* **What the task requires**: Return each line in the rows below that contains the string "gift", reproducing every such line in full.
[START Exercise materials]
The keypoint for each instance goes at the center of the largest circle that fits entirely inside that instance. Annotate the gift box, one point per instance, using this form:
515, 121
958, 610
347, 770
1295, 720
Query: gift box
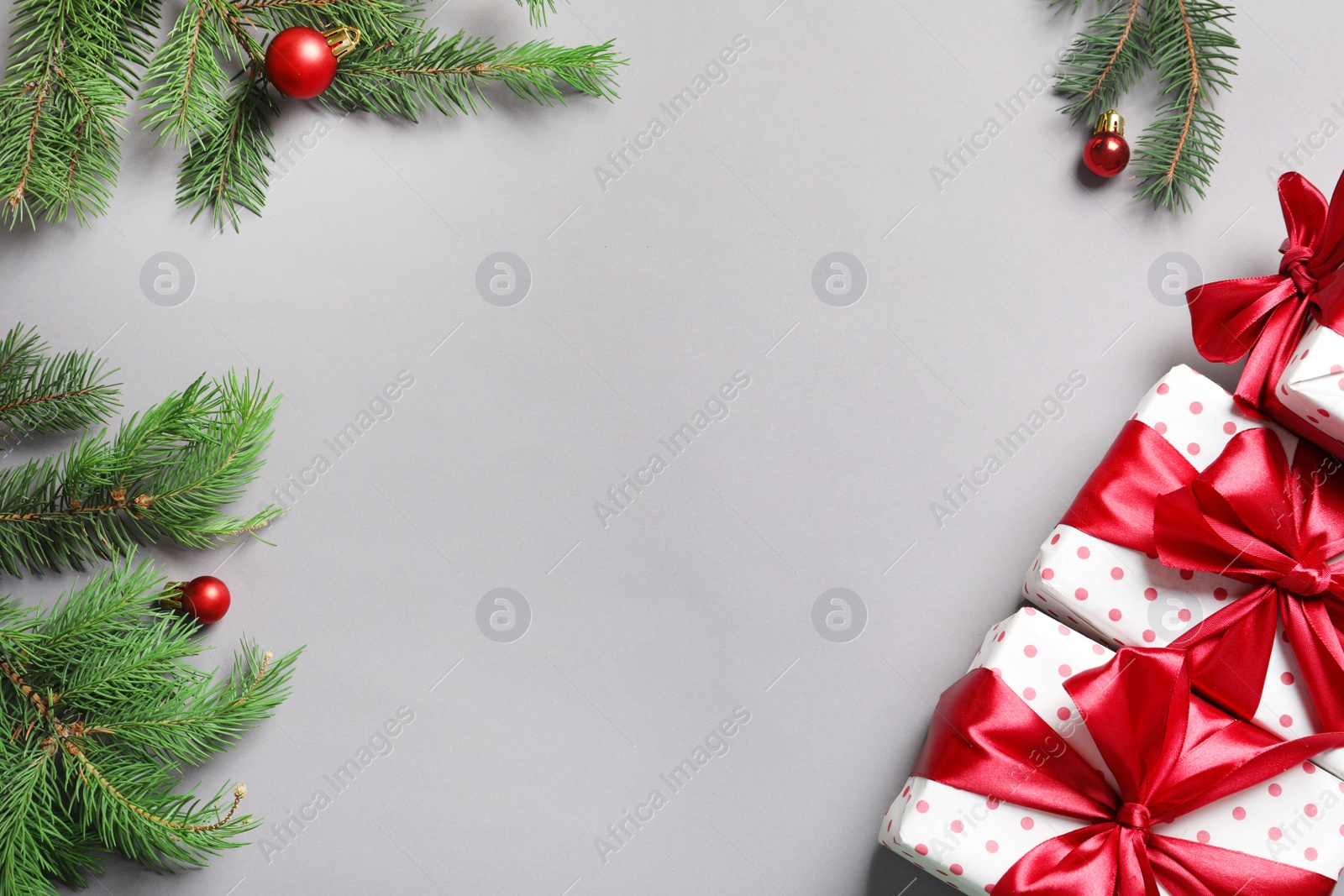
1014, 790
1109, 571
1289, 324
[END Exercise materials]
[START Exercise materials]
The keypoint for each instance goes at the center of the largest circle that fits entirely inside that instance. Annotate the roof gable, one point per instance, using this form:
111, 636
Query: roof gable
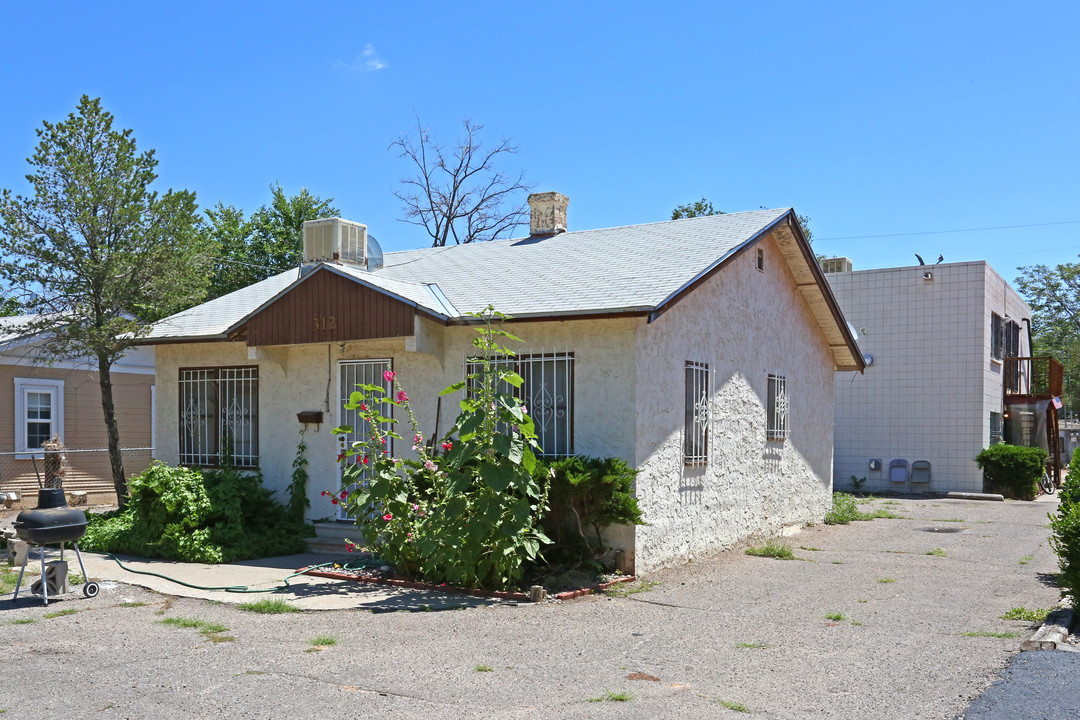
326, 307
[END Exercise materials]
* **Expected answer**:
The keypoint for each instance goes at the center of the largest circle that fits entirely inside that instance. Annotate the gift box, one point per instance, using this form:
Query: gift box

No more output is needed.